- **Task prompt**
The entries that follow should be written out exactly.

[Excerpts of location labeling data]
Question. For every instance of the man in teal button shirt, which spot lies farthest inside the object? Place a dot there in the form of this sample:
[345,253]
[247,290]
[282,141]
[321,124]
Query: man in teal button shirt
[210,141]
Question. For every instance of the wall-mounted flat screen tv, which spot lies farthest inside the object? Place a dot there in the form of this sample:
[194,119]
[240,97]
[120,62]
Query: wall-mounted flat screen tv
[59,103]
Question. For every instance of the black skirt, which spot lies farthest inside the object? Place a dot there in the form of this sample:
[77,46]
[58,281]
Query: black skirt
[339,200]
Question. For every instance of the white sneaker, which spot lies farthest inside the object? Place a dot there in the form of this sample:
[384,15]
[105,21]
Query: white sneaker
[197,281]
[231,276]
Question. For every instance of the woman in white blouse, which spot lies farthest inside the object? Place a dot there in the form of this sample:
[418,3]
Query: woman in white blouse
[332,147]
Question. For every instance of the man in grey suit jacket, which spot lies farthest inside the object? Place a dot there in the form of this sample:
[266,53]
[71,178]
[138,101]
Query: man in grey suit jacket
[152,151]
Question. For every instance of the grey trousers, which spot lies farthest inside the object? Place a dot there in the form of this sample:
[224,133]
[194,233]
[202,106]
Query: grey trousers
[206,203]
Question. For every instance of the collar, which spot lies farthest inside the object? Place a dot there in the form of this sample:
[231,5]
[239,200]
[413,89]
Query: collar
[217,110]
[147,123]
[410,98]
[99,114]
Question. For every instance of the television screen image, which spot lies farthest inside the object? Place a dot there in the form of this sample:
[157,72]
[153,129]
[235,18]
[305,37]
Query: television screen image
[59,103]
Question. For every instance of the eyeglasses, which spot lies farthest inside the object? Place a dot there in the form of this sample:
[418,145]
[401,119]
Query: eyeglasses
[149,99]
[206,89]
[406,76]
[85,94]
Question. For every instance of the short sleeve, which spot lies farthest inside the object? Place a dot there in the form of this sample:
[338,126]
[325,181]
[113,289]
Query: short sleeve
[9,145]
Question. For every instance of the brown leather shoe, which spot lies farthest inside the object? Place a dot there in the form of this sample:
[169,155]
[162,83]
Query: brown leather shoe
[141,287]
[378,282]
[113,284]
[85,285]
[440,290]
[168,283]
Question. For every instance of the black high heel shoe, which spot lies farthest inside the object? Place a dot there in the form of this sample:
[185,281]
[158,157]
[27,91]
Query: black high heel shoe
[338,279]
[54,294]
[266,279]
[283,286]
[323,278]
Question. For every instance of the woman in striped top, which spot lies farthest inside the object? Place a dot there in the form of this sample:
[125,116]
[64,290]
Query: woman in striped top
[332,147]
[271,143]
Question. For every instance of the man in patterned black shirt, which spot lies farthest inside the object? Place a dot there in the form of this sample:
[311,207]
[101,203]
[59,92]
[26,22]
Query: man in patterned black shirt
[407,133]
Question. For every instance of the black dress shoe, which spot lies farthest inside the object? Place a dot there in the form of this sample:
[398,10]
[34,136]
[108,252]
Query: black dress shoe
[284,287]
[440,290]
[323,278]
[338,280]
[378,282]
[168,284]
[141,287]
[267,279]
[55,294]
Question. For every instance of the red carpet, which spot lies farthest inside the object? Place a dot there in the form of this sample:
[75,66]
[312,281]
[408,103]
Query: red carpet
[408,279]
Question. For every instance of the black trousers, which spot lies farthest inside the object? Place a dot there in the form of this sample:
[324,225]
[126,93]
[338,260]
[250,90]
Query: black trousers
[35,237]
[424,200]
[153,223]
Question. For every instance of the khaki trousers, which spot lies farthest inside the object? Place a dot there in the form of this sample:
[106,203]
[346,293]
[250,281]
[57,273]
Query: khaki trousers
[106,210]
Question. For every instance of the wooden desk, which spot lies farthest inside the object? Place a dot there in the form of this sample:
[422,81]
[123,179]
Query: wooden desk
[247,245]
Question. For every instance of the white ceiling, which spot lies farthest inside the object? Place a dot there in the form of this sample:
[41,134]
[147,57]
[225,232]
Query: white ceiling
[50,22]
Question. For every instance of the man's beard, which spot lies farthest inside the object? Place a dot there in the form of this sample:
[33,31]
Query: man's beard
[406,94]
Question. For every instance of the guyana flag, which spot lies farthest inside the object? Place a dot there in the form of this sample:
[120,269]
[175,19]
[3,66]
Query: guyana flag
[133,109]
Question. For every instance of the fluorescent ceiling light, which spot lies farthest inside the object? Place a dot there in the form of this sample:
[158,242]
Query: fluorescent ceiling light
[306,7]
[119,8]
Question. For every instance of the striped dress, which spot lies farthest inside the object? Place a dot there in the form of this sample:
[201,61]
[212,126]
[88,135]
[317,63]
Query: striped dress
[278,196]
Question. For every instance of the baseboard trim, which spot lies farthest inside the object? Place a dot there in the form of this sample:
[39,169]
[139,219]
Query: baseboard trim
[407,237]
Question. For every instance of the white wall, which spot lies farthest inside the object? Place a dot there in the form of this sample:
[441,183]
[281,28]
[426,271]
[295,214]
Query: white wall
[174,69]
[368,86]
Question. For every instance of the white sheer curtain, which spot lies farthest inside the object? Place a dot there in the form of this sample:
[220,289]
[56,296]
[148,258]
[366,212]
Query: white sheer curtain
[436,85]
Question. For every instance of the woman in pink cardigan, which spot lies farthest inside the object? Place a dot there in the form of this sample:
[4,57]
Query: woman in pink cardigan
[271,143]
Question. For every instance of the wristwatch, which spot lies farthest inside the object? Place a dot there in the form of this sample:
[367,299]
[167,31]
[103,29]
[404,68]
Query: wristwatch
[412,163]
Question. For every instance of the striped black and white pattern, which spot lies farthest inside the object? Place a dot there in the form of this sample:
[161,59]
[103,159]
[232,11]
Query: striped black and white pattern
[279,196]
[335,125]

- **Exercise response**
Question. For every instance of the man in teal button shirt, which spot lies farthest inside the object? Place a dot there in the form of this sample:
[345,253]
[247,290]
[282,141]
[321,124]
Query: man in teal button shirt
[210,141]
Question. For every instance of the wall-mounted flat screen tv, which spot lies farthest inside the object? Place a dot there in the form of this sample:
[194,119]
[240,97]
[120,62]
Query: wall-mounted flat screen tv
[59,103]
Question. For every instance of the black skirt, which spot lies farthest inside the object? Place a dot there in the form of this sample:
[77,46]
[58,281]
Query: black skirt
[339,200]
Question. For every instance of the white sneaker, which spot lies farthest inside the object? Place a dot there in the form of this sample:
[384,15]
[105,21]
Query: white sneaker
[197,281]
[231,276]
Question. For every instance of the woman in white blouse, which spot lies farthest inside the object? Place a dot there in the form of this sample:
[418,3]
Query: woman in white blouse
[332,147]
Question. For every instance of the man in grey suit jacket, which spot lies farthest inside the object? Place a dot there in the form of this sample:
[266,53]
[71,178]
[138,101]
Query: man in grey suit jacket
[152,151]
Question. For every instance of the grey trousers, which spot lies farthest inside the object? Place a dot there in the form of this sample:
[224,133]
[194,233]
[202,106]
Query: grey trousers
[206,203]
Question. For every instance of the collar, which spot lies farthest inside the object? Place a dot there in the form of this sample:
[231,5]
[239,200]
[413,89]
Query: collar
[217,110]
[147,123]
[410,98]
[99,114]
Question. For every instance of the television screen image, which spot lies farthest inside the object? Place a dot there in the form of this sample:
[157,72]
[153,129]
[235,18]
[305,37]
Query: television screen image
[59,103]
Question. For every instance of the eyeglasses, which spot lies farthest inside the object? Place a dot there in the form of this sample:
[418,145]
[401,119]
Query: eyeglasses
[149,99]
[206,89]
[406,76]
[85,94]
Question. For every instance of the short sleeve, which spot lies farthest inside the object? Place a dot there in the form of this sample:
[338,126]
[325,181]
[113,289]
Query: short sleeve
[9,145]
Question. For every instance of the brown leather shoe, which spot lies farthest inside the object? Place a dot there in the form of this sample:
[169,155]
[162,83]
Query: brown leather shoe
[141,287]
[378,282]
[113,284]
[85,285]
[440,290]
[168,283]
Question. For every instance of the black high heel shoe, which spot lies farthest inside the object? Place a dot there in the form of this sample:
[185,281]
[158,157]
[27,91]
Query: black high heel shoe
[338,279]
[54,294]
[266,279]
[283,286]
[323,278]
Question. For every instance of the woman in striped top, which spot lies farthest inside the object? Place a dot there in the form of this sample:
[125,116]
[64,290]
Query: woman in striped top
[332,147]
[271,143]
Question. For every instance of the man in patterned black shirt, which spot lies farthest inside the object? Place a dot there in the form of this sample:
[311,207]
[101,203]
[59,92]
[26,22]
Query: man in patterned black shirt
[407,133]
Question. For every instance of the black dress shoe, which spot lies farthest inside the object? Place a dot there in the form of this sample:
[398,10]
[34,136]
[108,252]
Query: black dress shoe
[284,287]
[440,290]
[323,278]
[338,280]
[378,282]
[168,284]
[141,287]
[267,279]
[55,294]
Question. For every instance of the red carpet, which spot lies farthest inside the object? Place a dot there in the form of this sample:
[75,66]
[312,281]
[408,103]
Query: red carpet
[408,279]
Question. For every instance of the black trousers, which spot lies farthest inside the object? Place a dot there in the form of this sample:
[324,225]
[126,93]
[338,260]
[250,90]
Query: black trousers
[35,237]
[424,200]
[153,223]
Question. For every instance of the khaki trousers, which spot lies farthest inside the object? Place a dot there in the form of this sample:
[106,203]
[346,293]
[250,281]
[57,273]
Query: khaki trousers
[106,210]
Question. For every instance of the wooden desk, which spot lies farthest inside the object? Place a dot there in the form of this sample:
[422,81]
[123,179]
Query: wooden desk
[247,245]
Question. For every instance of the white ceiling, which spot lies farthest inside the object? Place a dot there in the form of this sample:
[41,134]
[147,57]
[225,232]
Query: white ceiling
[50,22]
Question. For every instance of the man's beard, which spot lies farthest inside the object? Place a dot there in the form of this sample:
[33,31]
Query: man's beard
[406,94]
Question. For every instance of the guyana flag, which spot lies farthest inside the object? Place a dot there in the form of this sample:
[120,269]
[175,19]
[3,66]
Query: guyana flag
[133,109]
Question. For every instance of the fluorescent ceiling light, which spot lies farthest inside the object? Place a dot there in the form of this sample:
[158,242]
Query: fluorescent ceiling light
[306,7]
[119,8]
Question. For every instance of the striped dress, which spot lies farthest inside the object? Place a dot there in the form of this sample:
[201,61]
[212,126]
[88,135]
[317,63]
Query: striped dress
[278,196]
Question. For every instance of the baseboard trim, which spot lies farthest inside the object? Place a dot there in the form of this sample:
[39,169]
[139,219]
Query: baseboard trim
[407,237]
Question. For every instance of the white wall, which spot lies farthest inside the object? Place a dot there in the form of this sample:
[441,183]
[281,28]
[426,271]
[295,214]
Query: white wall
[174,69]
[368,86]
Question. For every instance of the white sheer curtain, which spot lies farthest inside the object? Place a dot there in the form of this sample:
[220,289]
[56,296]
[148,258]
[366,212]
Query: white sheer curtain
[436,85]
Question. For every instance of the woman in pink cardigan, which spot lies farthest inside the object? Place a dot there in the form of this sample:
[4,57]
Query: woman in pink cardigan
[271,143]
Question. For every instance of the wristwatch, which spot lies farthest inside the object? Place a dot there in the form of this sample:
[367,299]
[167,31]
[103,29]
[404,68]
Query: wristwatch
[412,163]
Question. For every instance of the striped black and white pattern, which spot lies farthest inside the object? Place a dot there in the form of this sample:
[161,59]
[103,159]
[232,11]
Query: striped black and white pattern
[279,196]
[335,125]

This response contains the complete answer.